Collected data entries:
..............................

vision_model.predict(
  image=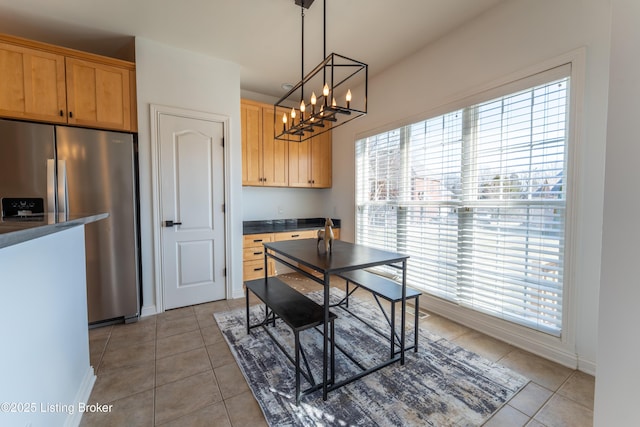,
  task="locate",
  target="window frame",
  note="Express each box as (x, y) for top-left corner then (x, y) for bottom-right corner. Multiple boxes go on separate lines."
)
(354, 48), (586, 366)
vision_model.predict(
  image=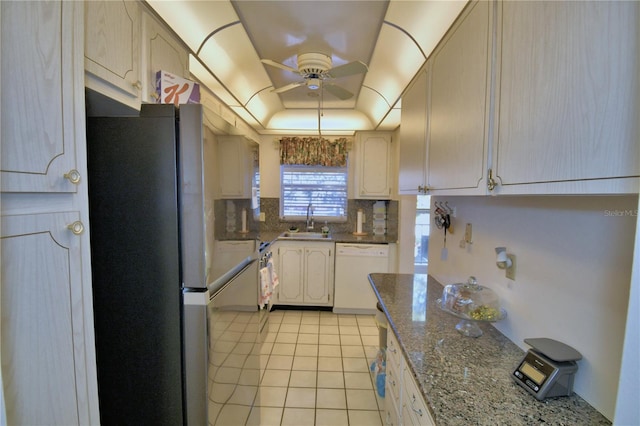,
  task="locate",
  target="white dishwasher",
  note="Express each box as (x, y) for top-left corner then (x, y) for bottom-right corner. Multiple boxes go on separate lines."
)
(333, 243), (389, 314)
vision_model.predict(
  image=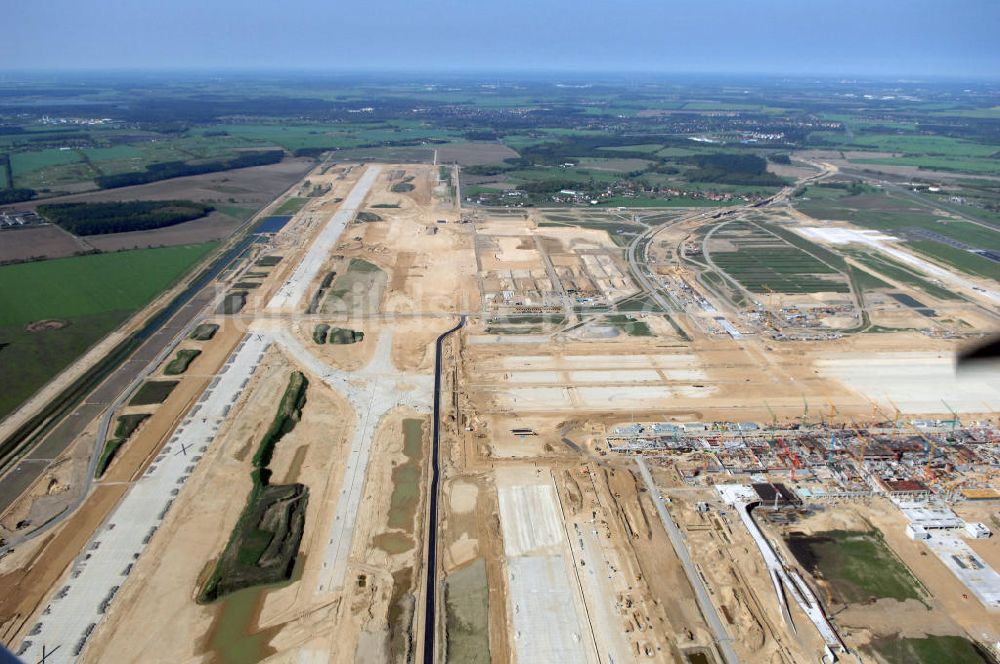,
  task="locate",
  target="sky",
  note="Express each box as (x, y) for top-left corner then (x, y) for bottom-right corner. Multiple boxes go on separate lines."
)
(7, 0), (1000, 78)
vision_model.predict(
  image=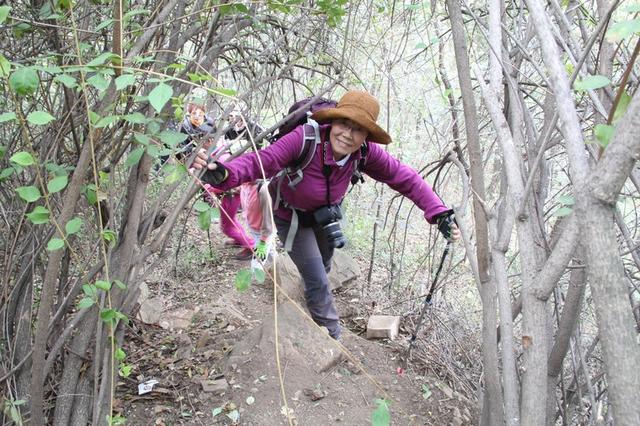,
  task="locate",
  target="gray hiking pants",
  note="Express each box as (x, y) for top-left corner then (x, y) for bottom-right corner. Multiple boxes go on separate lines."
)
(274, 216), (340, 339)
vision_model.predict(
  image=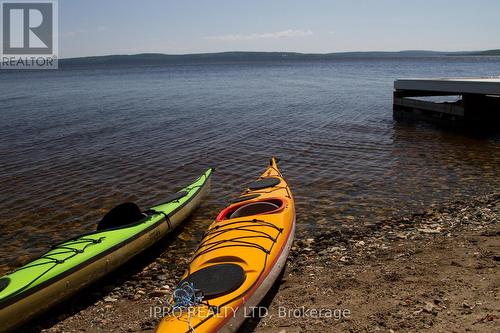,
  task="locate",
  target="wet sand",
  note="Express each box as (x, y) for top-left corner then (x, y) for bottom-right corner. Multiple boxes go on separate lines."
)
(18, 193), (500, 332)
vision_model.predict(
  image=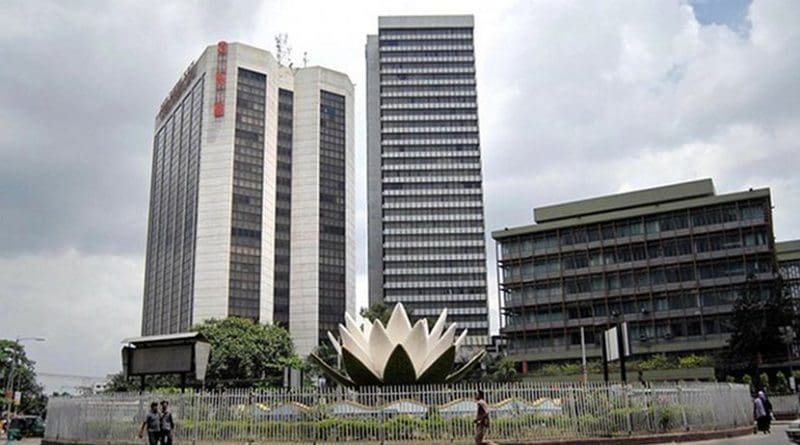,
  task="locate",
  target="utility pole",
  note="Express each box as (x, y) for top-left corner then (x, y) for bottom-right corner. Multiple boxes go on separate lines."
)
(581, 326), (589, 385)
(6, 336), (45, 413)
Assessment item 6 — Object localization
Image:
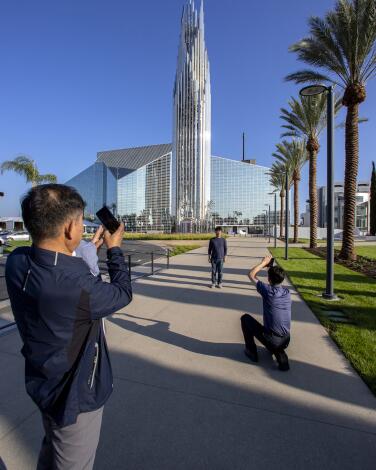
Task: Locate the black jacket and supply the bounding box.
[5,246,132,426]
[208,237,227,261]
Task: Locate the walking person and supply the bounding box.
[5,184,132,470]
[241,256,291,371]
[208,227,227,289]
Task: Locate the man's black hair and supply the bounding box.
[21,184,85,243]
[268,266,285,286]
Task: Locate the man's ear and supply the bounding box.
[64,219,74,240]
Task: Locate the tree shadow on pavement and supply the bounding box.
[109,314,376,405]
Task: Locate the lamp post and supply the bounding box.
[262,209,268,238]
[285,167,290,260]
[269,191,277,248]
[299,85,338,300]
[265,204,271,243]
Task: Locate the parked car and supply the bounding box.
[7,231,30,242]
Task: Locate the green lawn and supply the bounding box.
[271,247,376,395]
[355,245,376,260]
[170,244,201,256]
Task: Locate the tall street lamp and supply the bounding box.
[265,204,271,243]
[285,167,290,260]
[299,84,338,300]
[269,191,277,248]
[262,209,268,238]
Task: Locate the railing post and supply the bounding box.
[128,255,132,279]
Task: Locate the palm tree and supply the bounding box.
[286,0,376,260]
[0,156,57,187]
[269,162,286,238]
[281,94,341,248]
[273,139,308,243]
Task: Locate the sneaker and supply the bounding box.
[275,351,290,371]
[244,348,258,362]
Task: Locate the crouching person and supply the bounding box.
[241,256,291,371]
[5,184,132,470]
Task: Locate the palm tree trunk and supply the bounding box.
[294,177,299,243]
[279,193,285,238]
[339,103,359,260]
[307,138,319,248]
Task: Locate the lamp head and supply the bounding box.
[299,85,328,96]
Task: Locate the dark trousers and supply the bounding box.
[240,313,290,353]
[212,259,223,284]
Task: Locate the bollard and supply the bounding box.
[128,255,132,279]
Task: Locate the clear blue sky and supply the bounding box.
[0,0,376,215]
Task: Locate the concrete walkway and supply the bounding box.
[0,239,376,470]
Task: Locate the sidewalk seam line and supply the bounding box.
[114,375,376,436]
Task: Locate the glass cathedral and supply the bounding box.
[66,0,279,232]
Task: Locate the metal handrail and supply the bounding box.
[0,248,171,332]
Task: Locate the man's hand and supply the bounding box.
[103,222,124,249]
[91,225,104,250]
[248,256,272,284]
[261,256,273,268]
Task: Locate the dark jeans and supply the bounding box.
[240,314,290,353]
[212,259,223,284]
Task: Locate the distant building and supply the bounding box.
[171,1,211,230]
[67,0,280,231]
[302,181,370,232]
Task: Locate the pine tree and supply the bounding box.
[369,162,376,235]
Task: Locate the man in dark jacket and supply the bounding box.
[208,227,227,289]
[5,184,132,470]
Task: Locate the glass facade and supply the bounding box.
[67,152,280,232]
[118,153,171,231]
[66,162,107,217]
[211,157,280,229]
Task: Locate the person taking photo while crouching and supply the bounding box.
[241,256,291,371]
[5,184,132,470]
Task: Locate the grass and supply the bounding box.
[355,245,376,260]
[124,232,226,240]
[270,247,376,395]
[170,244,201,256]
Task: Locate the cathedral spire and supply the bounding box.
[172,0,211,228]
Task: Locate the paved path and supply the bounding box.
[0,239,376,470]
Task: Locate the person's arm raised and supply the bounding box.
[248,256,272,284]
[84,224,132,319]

..............................

Rewrite the lines between the line holding "Task: Locate the crouching" and the line holding "[211,157,280,229]", inclusive, changing every "dark" to "black" and leaving everything else as it is. Return only those lines.

## Expected output
Task: Locate the crouching person and supply the bounding box.
[241,256,291,371]
[5,184,132,470]
Task: Locate the palm tree trunk and supply the bounding box.
[294,177,299,243]
[279,193,285,238]
[339,103,359,260]
[307,138,319,248]
Task: Locate the lamp head and supply the bounding box.
[299,85,328,96]
Task: Locate the black trousers and supply the bounding box.
[240,313,290,353]
[212,259,223,284]
Task: Locate the bollard and supply the bounding box.
[128,255,132,279]
Task: Locate the clear blue sky and supply the bounding box.
[0,0,376,215]
Task: Locate the concrete walkway and supply the bounding box.
[0,239,376,470]
Task: Locate the sidewalk seam line and supply the bounding box.
[114,375,376,436]
Task: Locate the glass cathedral and supply the bounding box.
[66,0,279,232]
Task: Locate the metal handrail and supply the bounding box.
[0,248,171,332]
Task: Locate the man's hand and supply the bounding box.
[103,222,124,249]
[91,225,104,250]
[248,256,272,284]
[261,256,273,268]
Task: Locate the black jeans and supply the bounding box.
[240,314,290,353]
[212,259,223,284]
Task: Locate the distant building and supply the bounding box.
[171,1,211,230]
[67,0,280,231]
[302,181,370,232]
Task: Locate the pine tree and supply the bounding box.
[369,162,376,235]
Task: Locate the man in black jacket and supply the bounding box.
[208,227,227,289]
[5,184,132,470]
Task: Locate the glass facade and supply the bounding box.
[67,152,280,232]
[118,153,171,231]
[66,162,107,217]
[211,157,280,229]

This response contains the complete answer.